* Exercise instructions
**A.** From the "Hands-on Faith" text, return everything from "Hands-on Faith" down to "carpe diem-ed it.".
**B.** According to the "Hands-on Faith" text, what was the temperature on the first day in Chicago?

* Excerpted text
Hands-on Faith

Earlier this month, I had the opportunity to fly to Chicago with my mom to visit my cousin and see Phantom of the Opera at the spectacular Cadillac Palace Theatre. My friends and I were really into musical theater in middle and high school and Phantom was one show we loved that I, for some reason, had never seen performed. So it was a bucket list opportunity and I totally carpe diem-ed it.

It truly was a “seize the day” decision, because who chooses to go to Chicago in winter?? Oops. Our first day there, Mom and I bundled up to head to the Chicago Art Institute while my cousin worked. My mom went to college near Chicago and felt like the Art Institute was a must-see. The weather was freezing. Actually, below freezing. Four degrees, to be exact. The only exposed part of my body was the place between my sunglasses, my fur hat, and my neck warmer, but even that tiny bit of exposure to the wind was painful.

* Data listing
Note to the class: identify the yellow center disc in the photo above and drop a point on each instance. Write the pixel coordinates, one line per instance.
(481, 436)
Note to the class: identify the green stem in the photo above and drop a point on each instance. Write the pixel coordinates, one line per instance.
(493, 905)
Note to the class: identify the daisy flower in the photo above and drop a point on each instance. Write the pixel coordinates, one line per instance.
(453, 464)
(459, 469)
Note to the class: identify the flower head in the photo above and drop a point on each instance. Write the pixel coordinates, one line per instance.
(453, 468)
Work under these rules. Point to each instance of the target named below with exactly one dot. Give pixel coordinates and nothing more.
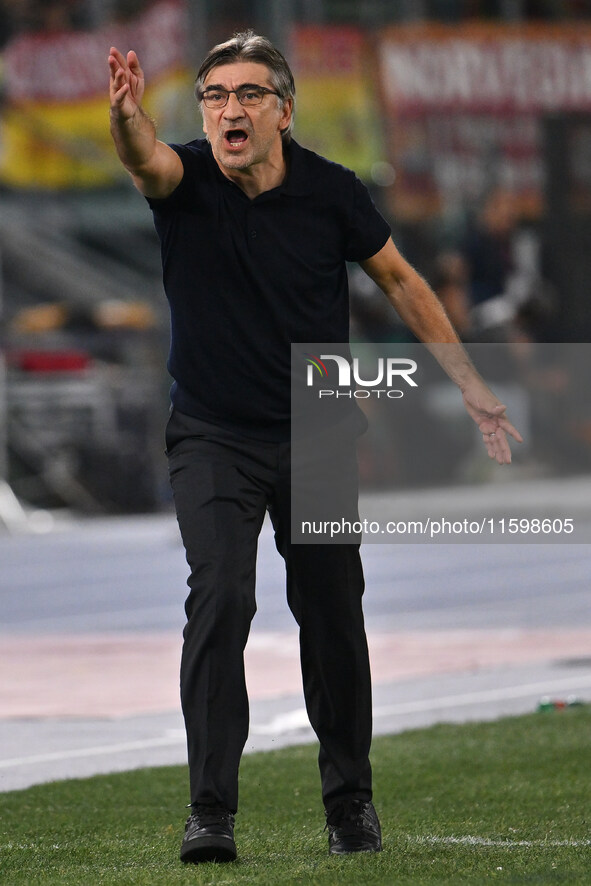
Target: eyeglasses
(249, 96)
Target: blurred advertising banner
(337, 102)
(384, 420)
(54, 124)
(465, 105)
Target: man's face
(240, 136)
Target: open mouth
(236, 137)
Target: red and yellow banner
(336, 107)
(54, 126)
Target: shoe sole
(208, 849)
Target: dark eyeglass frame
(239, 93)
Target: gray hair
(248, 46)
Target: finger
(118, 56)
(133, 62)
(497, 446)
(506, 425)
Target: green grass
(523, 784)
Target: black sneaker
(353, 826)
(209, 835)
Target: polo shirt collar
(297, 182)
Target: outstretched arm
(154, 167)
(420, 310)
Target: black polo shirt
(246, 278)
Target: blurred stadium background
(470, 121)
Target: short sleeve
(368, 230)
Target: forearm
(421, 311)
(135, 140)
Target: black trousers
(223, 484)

...

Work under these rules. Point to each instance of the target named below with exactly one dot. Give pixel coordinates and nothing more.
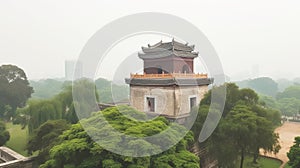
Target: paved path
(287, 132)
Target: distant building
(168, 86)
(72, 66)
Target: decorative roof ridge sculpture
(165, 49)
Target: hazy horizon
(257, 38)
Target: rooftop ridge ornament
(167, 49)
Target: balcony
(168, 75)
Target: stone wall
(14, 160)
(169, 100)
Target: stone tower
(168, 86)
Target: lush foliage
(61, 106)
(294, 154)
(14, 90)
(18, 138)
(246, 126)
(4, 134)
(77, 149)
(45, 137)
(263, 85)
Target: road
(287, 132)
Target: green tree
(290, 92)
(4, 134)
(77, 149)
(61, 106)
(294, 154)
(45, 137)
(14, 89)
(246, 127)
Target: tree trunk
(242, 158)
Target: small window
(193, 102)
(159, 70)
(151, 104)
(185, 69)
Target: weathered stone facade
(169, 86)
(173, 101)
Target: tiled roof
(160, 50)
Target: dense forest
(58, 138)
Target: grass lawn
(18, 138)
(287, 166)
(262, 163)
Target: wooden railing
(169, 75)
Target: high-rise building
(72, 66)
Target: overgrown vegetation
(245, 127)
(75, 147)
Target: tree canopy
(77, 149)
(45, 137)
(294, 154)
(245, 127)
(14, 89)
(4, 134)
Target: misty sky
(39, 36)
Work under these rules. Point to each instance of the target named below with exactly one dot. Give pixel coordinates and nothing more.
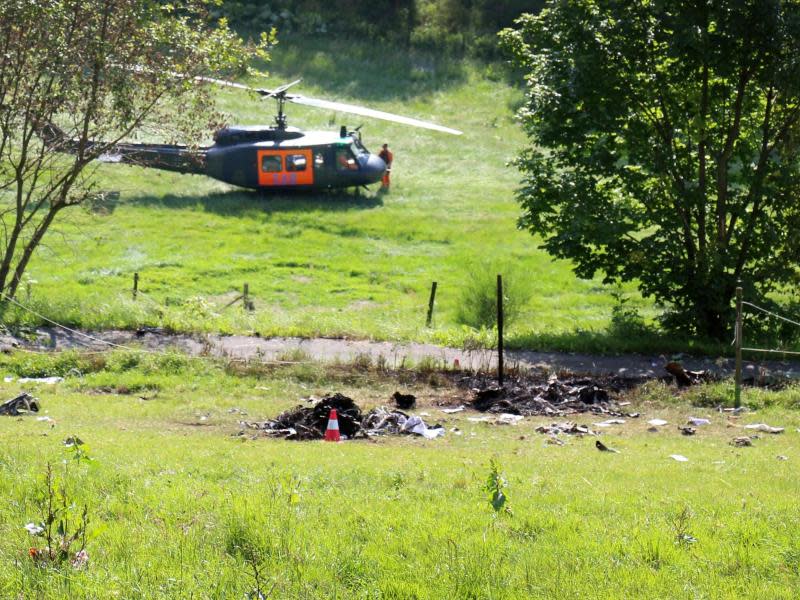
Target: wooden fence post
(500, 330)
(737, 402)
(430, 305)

...

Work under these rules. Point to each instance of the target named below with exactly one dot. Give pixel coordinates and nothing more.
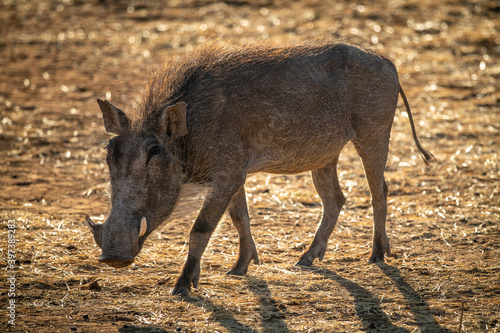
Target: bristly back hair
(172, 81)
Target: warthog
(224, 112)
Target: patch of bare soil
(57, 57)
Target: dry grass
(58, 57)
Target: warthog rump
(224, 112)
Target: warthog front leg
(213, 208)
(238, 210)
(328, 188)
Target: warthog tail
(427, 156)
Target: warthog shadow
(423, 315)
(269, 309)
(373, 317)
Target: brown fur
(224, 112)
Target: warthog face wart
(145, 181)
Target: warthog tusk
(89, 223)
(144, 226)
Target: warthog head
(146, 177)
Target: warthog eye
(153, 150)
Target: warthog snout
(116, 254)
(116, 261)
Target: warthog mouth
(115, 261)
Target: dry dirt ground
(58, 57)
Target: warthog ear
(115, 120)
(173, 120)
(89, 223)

* Solved problems
**A.**
Hands-on Faith

Earlier this month, I had the opportunity to fly to Chicago with my mom to visit my cousin and see Phantom of the Opera at the spectacular Cadillac Palace Theatre. My friends and I were really into musical theater in middle and high school and Phantom was one show we loved that I, for some reason, had never seen performed. So it was a bucket list opportunity and I totally carpe diem-ed it.

**B.** Four degrees.